### WORK ORDER
Scan the data beneath this task and copy each line that includes "ruler".

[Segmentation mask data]
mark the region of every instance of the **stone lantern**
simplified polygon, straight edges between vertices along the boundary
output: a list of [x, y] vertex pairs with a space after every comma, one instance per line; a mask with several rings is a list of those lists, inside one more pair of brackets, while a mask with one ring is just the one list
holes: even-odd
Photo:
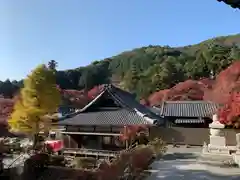
[[209, 124], [209, 128], [210, 128], [210, 137], [216, 137], [216, 136], [224, 136], [222, 129], [224, 129], [225, 125], [221, 124], [218, 121], [218, 115], [214, 114], [213, 115], [213, 122], [211, 124]]
[[229, 154], [226, 147], [226, 138], [223, 133], [225, 125], [218, 121], [217, 114], [213, 115], [213, 122], [209, 124], [210, 128], [210, 144], [208, 145], [208, 152]]

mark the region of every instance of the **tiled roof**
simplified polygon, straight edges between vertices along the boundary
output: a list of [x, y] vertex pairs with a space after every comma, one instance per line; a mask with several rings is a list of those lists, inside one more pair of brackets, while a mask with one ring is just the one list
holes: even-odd
[[176, 119], [174, 121], [176, 124], [188, 123], [188, 124], [197, 124], [197, 123], [204, 123], [204, 119]]
[[211, 117], [219, 105], [209, 101], [166, 101], [151, 110], [160, 116]]
[[[108, 91], [112, 94], [115, 100], [121, 102], [123, 107], [127, 107], [131, 110], [138, 111], [144, 116], [147, 116], [152, 119], [160, 119], [159, 116], [156, 116], [155, 113], [150, 111], [146, 106], [140, 104], [138, 101], [136, 101], [135, 96], [121, 90], [120, 88], [117, 88], [115, 86], [110, 86]], [[163, 120], [163, 119], [162, 119]]]
[[[96, 110], [88, 112], [88, 109], [97, 103], [104, 95], [108, 95], [116, 104], [118, 109]], [[101, 107], [100, 107], [101, 108]], [[144, 105], [135, 100], [135, 97], [113, 85], [106, 85], [104, 90], [88, 105], [77, 113], [65, 116], [60, 124], [148, 124], [150, 121], [157, 122], [159, 125], [164, 123], [163, 118], [159, 117]]]
[[240, 0], [217, 0], [219, 2], [224, 2], [228, 5], [230, 5], [233, 8], [239, 8], [240, 9]]
[[150, 124], [135, 111], [129, 109], [104, 109], [98, 112], [79, 113], [78, 115], [60, 122], [61, 125], [130, 125]]

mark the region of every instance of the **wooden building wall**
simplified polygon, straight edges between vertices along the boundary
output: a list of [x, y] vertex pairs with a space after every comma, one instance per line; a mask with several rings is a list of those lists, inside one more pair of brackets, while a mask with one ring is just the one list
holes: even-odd
[[[226, 137], [226, 144], [228, 146], [236, 145], [236, 134], [240, 130], [224, 129]], [[167, 144], [172, 144], [173, 139], [176, 143], [182, 145], [202, 146], [204, 142], [209, 143], [210, 131], [209, 128], [184, 128], [184, 127], [152, 127], [150, 130], [150, 137], [160, 137]]]

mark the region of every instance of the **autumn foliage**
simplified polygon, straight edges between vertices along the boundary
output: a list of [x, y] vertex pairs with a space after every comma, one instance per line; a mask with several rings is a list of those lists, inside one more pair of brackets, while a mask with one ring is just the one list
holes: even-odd
[[[59, 86], [57, 89], [65, 104], [69, 103], [73, 107], [83, 108], [100, 94], [103, 90], [103, 86], [96, 86], [89, 91], [61, 89]], [[16, 95], [13, 99], [0, 97], [0, 124], [7, 124], [7, 120], [13, 111], [14, 102], [17, 100], [19, 100], [19, 95]]]
[[221, 104], [229, 103], [231, 95], [240, 87], [240, 61], [236, 61], [227, 69], [219, 73], [212, 88], [204, 93], [204, 100]]
[[231, 93], [240, 86], [240, 61], [236, 61], [219, 73], [215, 80], [204, 78], [180, 82], [170, 89], [160, 90], [143, 102], [150, 106], [163, 100], [206, 100], [216, 103], [228, 103]]
[[240, 128], [240, 92], [233, 92], [229, 101], [219, 109], [219, 121], [230, 127]]
[[181, 82], [171, 89], [153, 93], [142, 102], [150, 106], [164, 100], [205, 100], [222, 104], [220, 121], [229, 126], [240, 127], [240, 61], [236, 61], [219, 73], [215, 80], [201, 79]]
[[0, 98], [0, 123], [6, 124], [6, 119], [10, 116], [13, 110], [14, 100]]
[[76, 108], [83, 108], [91, 100], [93, 100], [103, 90], [103, 86], [95, 86], [89, 91], [60, 89], [65, 104], [70, 104]]
[[212, 87], [212, 83], [212, 80], [206, 78], [199, 81], [187, 80], [180, 82], [171, 89], [153, 93], [149, 96], [148, 102], [150, 106], [153, 106], [159, 105], [163, 100], [203, 100], [205, 91]]
[[50, 128], [51, 120], [46, 115], [54, 114], [59, 104], [54, 71], [39, 65], [24, 80], [8, 124], [12, 130], [38, 135]]
[[122, 142], [129, 141], [131, 143], [139, 133], [148, 133], [148, 126], [145, 124], [124, 126], [120, 132], [119, 139]]
[[[203, 78], [200, 80], [187, 80], [178, 83], [170, 89], [160, 90], [151, 94], [148, 98], [142, 99], [141, 103], [147, 106], [159, 105], [163, 100], [206, 100], [220, 104], [225, 104], [224, 108], [219, 110], [219, 115], [225, 120], [222, 123], [227, 124], [234, 120], [238, 114], [236, 110], [238, 101], [234, 92], [238, 92], [240, 87], [240, 61], [236, 61], [227, 69], [219, 73], [214, 80]], [[92, 99], [94, 99], [102, 90], [103, 86], [96, 86], [90, 91], [84, 90], [64, 90], [60, 93], [65, 102], [74, 107], [82, 108]], [[0, 122], [6, 121], [9, 113], [12, 111], [13, 100], [0, 98]], [[233, 110], [234, 109], [234, 110]], [[228, 115], [226, 115], [228, 114]], [[236, 118], [235, 118], [236, 119]], [[235, 121], [235, 120], [234, 120]], [[131, 129], [131, 128], [130, 128]]]

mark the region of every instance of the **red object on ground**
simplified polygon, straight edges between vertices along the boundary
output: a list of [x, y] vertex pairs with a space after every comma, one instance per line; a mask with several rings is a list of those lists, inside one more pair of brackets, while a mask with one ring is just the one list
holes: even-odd
[[48, 140], [45, 144], [49, 145], [54, 152], [61, 151], [63, 149], [63, 141], [61, 140]]

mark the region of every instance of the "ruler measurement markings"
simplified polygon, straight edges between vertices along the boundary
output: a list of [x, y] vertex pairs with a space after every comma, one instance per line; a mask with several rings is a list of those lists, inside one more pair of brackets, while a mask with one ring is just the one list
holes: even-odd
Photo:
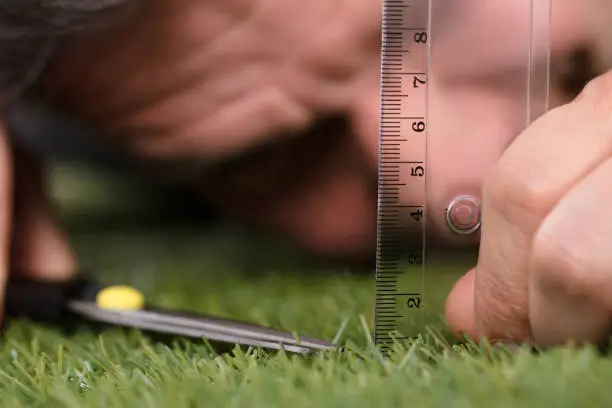
[[[425, 165], [422, 160], [408, 161], [402, 156], [406, 152], [403, 146], [418, 138], [420, 134], [426, 134], [427, 121], [425, 116], [406, 115], [404, 106], [406, 100], [411, 97], [411, 92], [406, 92], [406, 87], [412, 84], [410, 76], [414, 76], [414, 87], [417, 83], [427, 87], [427, 72], [420, 69], [405, 69], [404, 58], [406, 54], [413, 52], [416, 47], [427, 46], [429, 42], [429, 31], [421, 26], [408, 25], [405, 22], [404, 11], [411, 7], [416, 1], [431, 0], [384, 0], [383, 1], [383, 38], [382, 38], [382, 62], [381, 62], [381, 119], [380, 119], [380, 142], [379, 142], [379, 189], [378, 189], [378, 244], [376, 264], [376, 325], [375, 341], [381, 349], [388, 349], [392, 340], [391, 332], [397, 330], [399, 319], [404, 319], [399, 307], [412, 302], [405, 309], [412, 313], [412, 309], [420, 308], [420, 297], [418, 293], [408, 293], [400, 289], [399, 278], [407, 273], [402, 265], [402, 237], [405, 228], [402, 225], [404, 212], [413, 214], [416, 221], [423, 216], [424, 205], [404, 203], [401, 200], [401, 191], [404, 188], [412, 188], [411, 179], [403, 179], [405, 174], [404, 165], [419, 166], [412, 167], [413, 174], [423, 176]], [[414, 33], [415, 41], [408, 41], [407, 34]], [[424, 33], [424, 35], [419, 35]], [[418, 36], [418, 38], [417, 38]], [[422, 39], [422, 40], [421, 40]], [[407, 46], [408, 45], [408, 46]], [[423, 78], [424, 77], [424, 78]], [[412, 88], [412, 87], [411, 87]], [[407, 132], [403, 131], [406, 122]], [[410, 132], [412, 128], [413, 132]], [[416, 170], [415, 170], [416, 169]], [[415, 173], [416, 172], [416, 173]], [[415, 176], [415, 178], [416, 178]], [[410, 221], [410, 218], [407, 218]], [[418, 225], [417, 225], [418, 227]], [[421, 245], [414, 248], [406, 248], [412, 254], [412, 266], [421, 265], [421, 258], [415, 254], [421, 252]], [[400, 293], [405, 292], [405, 293]], [[398, 302], [398, 297], [405, 299]]]

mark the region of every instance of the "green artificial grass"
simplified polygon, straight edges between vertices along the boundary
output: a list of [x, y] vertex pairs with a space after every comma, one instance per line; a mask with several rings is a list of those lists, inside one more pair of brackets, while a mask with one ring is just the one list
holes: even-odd
[[84, 268], [103, 281], [138, 286], [166, 307], [337, 337], [347, 349], [222, 352], [204, 341], [162, 343], [119, 329], [66, 334], [19, 321], [0, 342], [2, 407], [612, 405], [612, 362], [593, 349], [535, 355], [452, 341], [439, 312], [462, 271], [428, 277], [424, 336], [385, 359], [371, 343], [372, 273], [305, 261], [226, 227], [155, 228], [133, 215], [122, 229], [104, 228], [91, 221], [106, 213], [81, 204], [64, 219]]

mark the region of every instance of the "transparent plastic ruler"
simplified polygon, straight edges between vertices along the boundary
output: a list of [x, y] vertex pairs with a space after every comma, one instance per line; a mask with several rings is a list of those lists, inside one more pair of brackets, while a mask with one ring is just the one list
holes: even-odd
[[[439, 321], [446, 293], [437, 282], [475, 265], [482, 176], [548, 109], [550, 16], [550, 0], [383, 1], [375, 306], [383, 352]], [[500, 66], [507, 109], [488, 109], [487, 97], [502, 100], [494, 88], [474, 91], [485, 95], [482, 109], [477, 94], [462, 106], [445, 92], [455, 67], [477, 87], [470, 64], [478, 71], [490, 55], [495, 68], [504, 47], [517, 55]], [[431, 308], [426, 287], [435, 288]]]

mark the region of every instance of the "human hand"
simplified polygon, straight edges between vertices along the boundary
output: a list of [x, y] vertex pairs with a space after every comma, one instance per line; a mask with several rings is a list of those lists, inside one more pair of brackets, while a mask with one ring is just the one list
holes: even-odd
[[612, 315], [612, 71], [523, 132], [483, 190], [478, 264], [447, 302], [474, 339], [601, 343]]
[[49, 205], [39, 161], [10, 144], [1, 122], [0, 305], [12, 274], [65, 280], [77, 271], [76, 256]]
[[[0, 7], [0, 320], [7, 279], [66, 280], [77, 260], [49, 203], [44, 167], [8, 135], [11, 106], [37, 78], [60, 39], [112, 21], [130, 0], [6, 0]], [[17, 126], [19, 127], [19, 126]], [[18, 129], [19, 130], [19, 129]]]

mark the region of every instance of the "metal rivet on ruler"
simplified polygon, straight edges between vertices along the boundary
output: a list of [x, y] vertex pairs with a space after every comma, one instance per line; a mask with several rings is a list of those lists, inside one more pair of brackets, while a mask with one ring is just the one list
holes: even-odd
[[473, 234], [480, 228], [480, 201], [462, 195], [451, 201], [446, 212], [446, 223], [457, 234]]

### RESULT FOR THIS TASK
mark the region of every instance of the "ruler measurement markings"
mark the region of every instance of the "transparent plastic ruler"
mark the region of every instance of the "metal rivet on ruler"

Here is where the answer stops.